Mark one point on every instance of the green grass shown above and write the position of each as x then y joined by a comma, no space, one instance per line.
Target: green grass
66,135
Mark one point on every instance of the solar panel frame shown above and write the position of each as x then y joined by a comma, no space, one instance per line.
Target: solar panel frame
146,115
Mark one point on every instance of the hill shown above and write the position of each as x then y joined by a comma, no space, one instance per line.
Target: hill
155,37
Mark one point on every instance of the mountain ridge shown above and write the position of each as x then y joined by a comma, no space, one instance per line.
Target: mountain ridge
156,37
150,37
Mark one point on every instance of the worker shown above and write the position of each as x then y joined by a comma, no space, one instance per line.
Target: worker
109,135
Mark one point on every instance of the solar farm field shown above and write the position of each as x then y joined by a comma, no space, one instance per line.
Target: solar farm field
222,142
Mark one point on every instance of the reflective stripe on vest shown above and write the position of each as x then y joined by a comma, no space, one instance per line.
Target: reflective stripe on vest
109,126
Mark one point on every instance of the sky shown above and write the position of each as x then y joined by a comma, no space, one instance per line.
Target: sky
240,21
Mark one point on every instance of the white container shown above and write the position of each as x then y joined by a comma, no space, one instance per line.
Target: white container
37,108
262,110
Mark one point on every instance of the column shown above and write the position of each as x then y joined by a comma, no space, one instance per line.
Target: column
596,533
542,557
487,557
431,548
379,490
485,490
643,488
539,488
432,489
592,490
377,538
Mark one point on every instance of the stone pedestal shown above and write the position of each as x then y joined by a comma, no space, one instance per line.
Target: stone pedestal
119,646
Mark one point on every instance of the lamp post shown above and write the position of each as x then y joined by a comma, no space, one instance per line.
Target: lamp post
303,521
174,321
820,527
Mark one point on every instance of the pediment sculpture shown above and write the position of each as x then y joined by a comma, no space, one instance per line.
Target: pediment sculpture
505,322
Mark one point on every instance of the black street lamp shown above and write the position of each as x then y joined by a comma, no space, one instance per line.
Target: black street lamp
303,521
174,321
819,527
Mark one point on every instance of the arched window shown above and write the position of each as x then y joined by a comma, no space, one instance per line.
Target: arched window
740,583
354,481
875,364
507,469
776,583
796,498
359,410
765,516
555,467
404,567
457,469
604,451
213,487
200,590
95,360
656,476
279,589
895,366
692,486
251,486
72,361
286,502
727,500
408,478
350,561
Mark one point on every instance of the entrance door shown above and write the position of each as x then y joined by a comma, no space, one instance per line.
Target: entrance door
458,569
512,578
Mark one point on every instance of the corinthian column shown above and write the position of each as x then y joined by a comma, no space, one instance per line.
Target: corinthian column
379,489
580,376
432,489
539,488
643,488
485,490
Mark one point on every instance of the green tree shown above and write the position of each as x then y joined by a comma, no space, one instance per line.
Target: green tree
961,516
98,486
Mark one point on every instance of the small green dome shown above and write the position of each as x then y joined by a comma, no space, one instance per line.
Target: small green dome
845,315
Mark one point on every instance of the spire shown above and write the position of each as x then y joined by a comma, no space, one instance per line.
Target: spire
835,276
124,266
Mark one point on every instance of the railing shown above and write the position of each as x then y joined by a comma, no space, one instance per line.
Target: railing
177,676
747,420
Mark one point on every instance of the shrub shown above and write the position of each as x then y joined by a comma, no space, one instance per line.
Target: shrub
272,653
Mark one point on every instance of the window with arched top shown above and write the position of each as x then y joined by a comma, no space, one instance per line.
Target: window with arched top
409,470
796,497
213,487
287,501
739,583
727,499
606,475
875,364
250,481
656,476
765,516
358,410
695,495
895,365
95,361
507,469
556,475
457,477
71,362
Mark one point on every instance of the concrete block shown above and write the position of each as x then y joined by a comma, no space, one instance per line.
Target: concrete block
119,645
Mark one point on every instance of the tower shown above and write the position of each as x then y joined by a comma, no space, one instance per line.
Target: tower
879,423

The problem –
Print each record word for word.

Output of the task –
Mark one point on every instance of the green grass shown above and write the position of each as x then y joined by a comma, no space, one instance per line.
Target: green grass
66,135
Mark one point on every instance of the solar panel frame shown above and write the position of each as x then y joined by a comma, no space, one instance per line.
Target: solar panel frame
146,115
Mark one point on every instance of the hill shown above and write the position of each as x then y joined by a comma, no space, one instance per line.
Target: hill
155,37
Mark one point on every instance of the mountain ridge shown above and write the position of each as x then y joined by a comma, no space, one instance per line.
Target: mountain ridge
156,37
150,37
Mark one point on every instance of the worker shown above and write the position of each as x then y joined by a comma, no space, one instance per line.
Target: worker
109,135
Mark one point on every instance of the solar farm field shown above and write the position of each as x then y joined by a comma, no space, one instance per line.
Target: solar farm field
222,142
Mark one point on every instance of the reflective stripe on vest shown above and write the position of each as x then y joined by a comma, no space, one instance per line.
Target: reflective stripe on vest
109,126
Mark one point on every instance of the sky shown above and write the position of each as x then y joined by a comma, no space, one instance per line.
Target: sky
240,21
Mark one point on every instance of the white container shown above and write the position of each as x then y joined by a comma, no space, one instance per line.
Target: white container
37,108
262,110
Mark one point on every instance of the column shown above and write the position of each as x then y joined by a comma, no space, one instance per line.
Target: column
596,533
542,557
487,557
431,548
379,490
485,490
643,488
539,488
432,489
592,490
377,538
Mark one point on every instance of the stone pedestal shown above and write the position of each as x then y joined by a comma, no space, one instance per line.
Target: stone pedestal
119,646
Mark one point on every instance of the lamp post shown above and write the position of each as x then y joined by a comma, no space, one instance per line.
Target: lamp post
303,521
174,321
820,527
Mark one point on every instance of the pediment sculpture shown above and write the position of each as x then y joined by a comma, no space, one instance per line.
Target: pediment sculpture
505,322
Mark one point on every instance of the black street lamp shown above and write the position of each as x then y joined by a comma, no space, one instance per line.
Target: black street lamp
303,521
174,321
819,527
Mark one point on every instance of the arched window shown above and write the position of each as x then y joined by a comma, no space, one instance per line.
Target: arched window
740,583
354,481
875,364
507,469
776,583
796,498
359,410
765,516
555,467
404,567
457,469
604,451
213,487
200,590
95,360
656,476
279,589
895,366
692,486
251,486
72,361
286,502
727,500
408,478
350,561
Mark one point on every instance of the entrance door shown above and write the position of each as x then y joined by a comma, no space, one instance per line.
Target: entrance door
458,569
512,578
Mark one point on every instance of the corinthian column shown above and write the position of each as x then y joined by a comma, no space, one instance per line.
Target: corinthian column
379,489
580,376
432,489
539,488
643,488
485,490
Mark one point on every instance of the green tree shown above and write the position of each as x then y joined by a comma, no space, one instance per line.
Target: green tree
961,516
98,486
Mark one point on every instance of the small green dome shown above and write the position of each as x then y joined by a comma, no space, one instance per line.
Target: small green dome
845,315
Mark one point on every instance of the spire shown above and write the position of each as x then y joined by a comma, no space, one instance per line.
Target: spire
835,276
124,266
Mark one point on every instance of the railing shown above and write the position of each as x then y joined by a comma, no space, one instance per line.
Target: railing
177,676
747,420
Mark one point on every instance of the shrub shown above and write the position of each as x then y joined by a comma, no space, one instance per line.
Target: shrub
272,653
Mark one point on every instance of the window with arched top shown above and write the position of each as x then y joined by a comma, no space, one instance per line.
Target: window with arched top
409,470
796,497
213,487
287,501
739,583
727,499
606,475
875,364
250,481
656,476
765,516
358,410
695,495
895,365
95,361
507,469
556,475
457,477
71,362
Mark one point on every instance of the concrete block shown above and write the position of each as x then y joined by a comma, no space, one instance per line.
Target: concrete block
119,645
Mark one point on every instance of the tower shown above and write the position of each as x then y joined by a comma, no space, one instance per line.
Target: tower
879,423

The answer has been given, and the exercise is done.